* [Data items]
**********

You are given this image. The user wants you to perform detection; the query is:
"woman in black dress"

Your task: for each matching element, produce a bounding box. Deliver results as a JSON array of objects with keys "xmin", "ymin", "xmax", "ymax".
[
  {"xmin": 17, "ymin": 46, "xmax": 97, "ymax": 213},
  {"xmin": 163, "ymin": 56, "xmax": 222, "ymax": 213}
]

**********

* [Written request]
Copy the entries above word for word, keeping every line and its punctuation unchanged.

* [Written reply]
You are given this image. The user wants you to perform detection; the query is:
"woman in black dress"

Your task: for each matching element, produce a bounding box. Deliver results as a JSON array of objects with keys "xmin", "ymin", "xmax", "ymax".
[
  {"xmin": 17, "ymin": 46, "xmax": 97, "ymax": 213},
  {"xmin": 163, "ymin": 56, "xmax": 222, "ymax": 213}
]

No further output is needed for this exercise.